::: Tekst do czytania

Nie widzę w tym nic dziwnego. Kobitka musiała skoczyć po kasę i nie chciało jej się przebierać. Kwestia systemu kulturowego. W Polsce takie rzeczy dziwią.
A moja teoria jest taka: Był baran w szpitalu, (tam są bankomaty bo ciężko żeby chory który chce skorzystać ze sklepiku miał zapie**alać gdzieś na zewnątrz - w niektórych szpitalach są nawet 2-3 sklepiki nie wspominając o bufecie) zobaczył kobietę w szlafroku i klapkach więc wpadł na genialny pomysł: "k***a! Zrobię jej fote, wrzucę na Sadola, napisze, że zrobiona w sklepie, baba wariatka itp. i będę miał w ch*j piw, ale jestem zajebisty"

::::::
::: Podane dane

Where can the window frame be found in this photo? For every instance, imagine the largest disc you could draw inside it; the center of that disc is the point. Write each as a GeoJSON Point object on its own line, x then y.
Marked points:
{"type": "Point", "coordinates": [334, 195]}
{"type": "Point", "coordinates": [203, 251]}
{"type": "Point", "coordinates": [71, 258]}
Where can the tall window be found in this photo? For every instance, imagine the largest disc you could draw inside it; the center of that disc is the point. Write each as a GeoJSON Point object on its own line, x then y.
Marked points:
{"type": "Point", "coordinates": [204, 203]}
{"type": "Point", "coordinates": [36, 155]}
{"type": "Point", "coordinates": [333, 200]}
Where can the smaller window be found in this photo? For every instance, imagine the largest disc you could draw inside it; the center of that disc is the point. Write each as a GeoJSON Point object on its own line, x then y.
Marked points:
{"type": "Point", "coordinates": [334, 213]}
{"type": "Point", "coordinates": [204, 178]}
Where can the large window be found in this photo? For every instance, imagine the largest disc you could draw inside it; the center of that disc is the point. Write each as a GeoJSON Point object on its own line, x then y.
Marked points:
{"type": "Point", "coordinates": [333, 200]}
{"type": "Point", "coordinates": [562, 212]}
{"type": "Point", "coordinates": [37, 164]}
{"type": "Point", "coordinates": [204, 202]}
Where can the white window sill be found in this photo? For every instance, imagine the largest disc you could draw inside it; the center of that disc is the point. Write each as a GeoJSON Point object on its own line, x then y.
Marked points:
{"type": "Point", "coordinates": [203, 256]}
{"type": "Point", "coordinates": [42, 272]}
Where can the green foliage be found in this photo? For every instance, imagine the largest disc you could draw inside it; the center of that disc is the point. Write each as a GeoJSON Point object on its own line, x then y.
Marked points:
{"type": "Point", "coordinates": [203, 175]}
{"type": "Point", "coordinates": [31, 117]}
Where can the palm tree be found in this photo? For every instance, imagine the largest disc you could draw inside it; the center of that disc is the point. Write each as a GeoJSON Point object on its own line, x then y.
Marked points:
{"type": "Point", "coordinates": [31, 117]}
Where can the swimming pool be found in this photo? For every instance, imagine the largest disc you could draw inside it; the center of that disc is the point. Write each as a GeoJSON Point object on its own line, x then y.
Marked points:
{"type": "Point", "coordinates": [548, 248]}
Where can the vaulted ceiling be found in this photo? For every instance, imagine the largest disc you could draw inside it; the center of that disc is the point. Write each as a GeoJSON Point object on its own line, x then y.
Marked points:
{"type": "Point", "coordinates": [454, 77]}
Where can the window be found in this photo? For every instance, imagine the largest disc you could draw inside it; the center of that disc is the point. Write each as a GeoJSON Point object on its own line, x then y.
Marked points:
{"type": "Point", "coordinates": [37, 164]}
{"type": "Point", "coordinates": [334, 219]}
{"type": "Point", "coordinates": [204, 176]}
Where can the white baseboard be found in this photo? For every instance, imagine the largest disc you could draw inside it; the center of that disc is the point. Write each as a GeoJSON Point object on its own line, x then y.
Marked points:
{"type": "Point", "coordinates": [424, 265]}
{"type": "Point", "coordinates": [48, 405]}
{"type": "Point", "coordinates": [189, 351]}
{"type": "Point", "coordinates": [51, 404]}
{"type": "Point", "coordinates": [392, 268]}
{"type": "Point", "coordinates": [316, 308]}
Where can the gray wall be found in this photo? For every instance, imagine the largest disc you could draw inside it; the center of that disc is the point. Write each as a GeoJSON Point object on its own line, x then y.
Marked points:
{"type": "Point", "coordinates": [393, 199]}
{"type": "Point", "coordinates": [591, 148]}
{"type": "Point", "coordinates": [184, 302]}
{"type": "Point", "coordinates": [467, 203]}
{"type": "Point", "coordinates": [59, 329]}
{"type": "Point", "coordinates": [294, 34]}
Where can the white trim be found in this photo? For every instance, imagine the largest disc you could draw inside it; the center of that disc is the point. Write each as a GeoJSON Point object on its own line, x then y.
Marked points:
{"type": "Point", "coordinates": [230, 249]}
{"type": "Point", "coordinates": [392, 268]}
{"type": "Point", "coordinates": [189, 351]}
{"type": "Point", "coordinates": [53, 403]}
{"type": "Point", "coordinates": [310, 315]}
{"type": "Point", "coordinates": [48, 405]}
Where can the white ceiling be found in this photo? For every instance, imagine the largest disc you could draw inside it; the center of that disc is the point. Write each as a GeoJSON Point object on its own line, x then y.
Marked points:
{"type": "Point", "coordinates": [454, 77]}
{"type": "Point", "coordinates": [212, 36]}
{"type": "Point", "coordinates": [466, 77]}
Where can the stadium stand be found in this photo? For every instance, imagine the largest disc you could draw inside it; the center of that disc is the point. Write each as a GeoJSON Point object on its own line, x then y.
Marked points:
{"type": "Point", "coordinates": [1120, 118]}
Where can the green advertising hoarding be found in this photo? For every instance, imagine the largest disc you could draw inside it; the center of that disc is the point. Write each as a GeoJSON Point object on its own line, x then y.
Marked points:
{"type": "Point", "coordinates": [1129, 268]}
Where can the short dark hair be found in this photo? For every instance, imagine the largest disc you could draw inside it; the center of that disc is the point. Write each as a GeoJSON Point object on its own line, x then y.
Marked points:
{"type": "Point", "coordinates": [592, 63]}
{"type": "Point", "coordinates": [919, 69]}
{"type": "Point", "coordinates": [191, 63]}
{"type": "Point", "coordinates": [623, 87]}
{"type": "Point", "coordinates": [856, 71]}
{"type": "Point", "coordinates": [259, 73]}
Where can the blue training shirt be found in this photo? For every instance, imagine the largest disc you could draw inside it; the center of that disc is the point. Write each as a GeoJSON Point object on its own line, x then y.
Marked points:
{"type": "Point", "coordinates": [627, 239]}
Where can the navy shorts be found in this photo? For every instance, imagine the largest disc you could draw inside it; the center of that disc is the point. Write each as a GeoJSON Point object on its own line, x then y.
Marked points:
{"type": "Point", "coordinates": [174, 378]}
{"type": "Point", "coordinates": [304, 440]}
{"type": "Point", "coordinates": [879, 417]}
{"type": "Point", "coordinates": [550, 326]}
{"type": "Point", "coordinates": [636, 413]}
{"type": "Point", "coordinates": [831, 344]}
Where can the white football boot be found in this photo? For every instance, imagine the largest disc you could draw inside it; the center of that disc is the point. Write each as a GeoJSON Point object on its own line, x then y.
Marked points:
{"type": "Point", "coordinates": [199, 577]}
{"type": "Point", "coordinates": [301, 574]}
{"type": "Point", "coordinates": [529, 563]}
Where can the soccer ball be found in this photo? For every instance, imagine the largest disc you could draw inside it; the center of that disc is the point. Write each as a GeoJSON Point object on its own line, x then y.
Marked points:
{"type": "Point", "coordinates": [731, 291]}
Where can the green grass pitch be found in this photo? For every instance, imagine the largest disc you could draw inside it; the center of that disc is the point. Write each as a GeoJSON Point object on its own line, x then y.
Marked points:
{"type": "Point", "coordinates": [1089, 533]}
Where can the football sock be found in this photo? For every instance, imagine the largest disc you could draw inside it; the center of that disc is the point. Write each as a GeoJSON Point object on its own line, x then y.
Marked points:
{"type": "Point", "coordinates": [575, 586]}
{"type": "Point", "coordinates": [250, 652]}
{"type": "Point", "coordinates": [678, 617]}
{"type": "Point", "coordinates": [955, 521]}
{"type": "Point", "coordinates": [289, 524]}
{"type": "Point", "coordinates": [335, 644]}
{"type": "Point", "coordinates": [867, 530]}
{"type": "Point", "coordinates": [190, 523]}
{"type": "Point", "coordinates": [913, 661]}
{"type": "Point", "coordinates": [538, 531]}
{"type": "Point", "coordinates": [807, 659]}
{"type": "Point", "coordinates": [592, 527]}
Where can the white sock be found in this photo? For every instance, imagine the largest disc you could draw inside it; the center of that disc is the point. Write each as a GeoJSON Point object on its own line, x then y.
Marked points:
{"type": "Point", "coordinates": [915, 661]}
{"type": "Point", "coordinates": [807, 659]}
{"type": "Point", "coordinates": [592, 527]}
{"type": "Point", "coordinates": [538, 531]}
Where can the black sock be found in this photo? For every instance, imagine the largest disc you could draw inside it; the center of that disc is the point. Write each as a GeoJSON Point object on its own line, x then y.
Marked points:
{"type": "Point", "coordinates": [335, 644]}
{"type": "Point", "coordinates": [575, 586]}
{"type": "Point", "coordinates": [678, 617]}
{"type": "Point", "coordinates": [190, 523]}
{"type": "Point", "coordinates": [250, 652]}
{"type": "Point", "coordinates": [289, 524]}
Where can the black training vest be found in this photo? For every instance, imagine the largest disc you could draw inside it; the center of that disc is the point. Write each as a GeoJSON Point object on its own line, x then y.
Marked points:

::::::

## Polecenia
(a) Ile sklepików bywa w niektórych szpitalach według tekstu o kobiecie w szlafroku?
(b) Sprawdź, czy poniższe zdania zgadzają się z tekstem o kobiecie w szlafroku. Przy każdym napisz „tak” albo „nie” i przytocz rozstrzygające słowa tekstu.
(i) Pierwsza wypowiedź nie widzi w tej sytuacji nic dziwnego.
(ii) Kobieta była w szlafroku i kozakach.
(iii) W tekście wspomniano, że w szpitalach bywa też bufet.
(c) Kontynuuj tekst o kobiecie w szlafroku od jego ostatniego zdania.

## Odpowiedzi
(a) Nawet 2–3.

(b)
(i) Tak: „Nie widzę w tym nic dziwnego.”
(ii) Nie: „w szlafroku i klapkach”
(iii) Tak: „nie wspominając o bufecie”

(c)
Jeszcze k***a pancerna, emigrant pie**olony, jak coraz więcej tych cygańskich mord na forum, wyzywa naszą ojczyznę od cebulandu. A ch*j ci w oko! Wypie**alaj do Anglii na plantacje.
Znam ludzi, którzy 100 metrów od domu/bloku nie wyjdą nie ubrani "na wyjściowo", a znam takich co mają tak wyj***ne, że przejadą dziesiątki kilometrów ubrani byle jak.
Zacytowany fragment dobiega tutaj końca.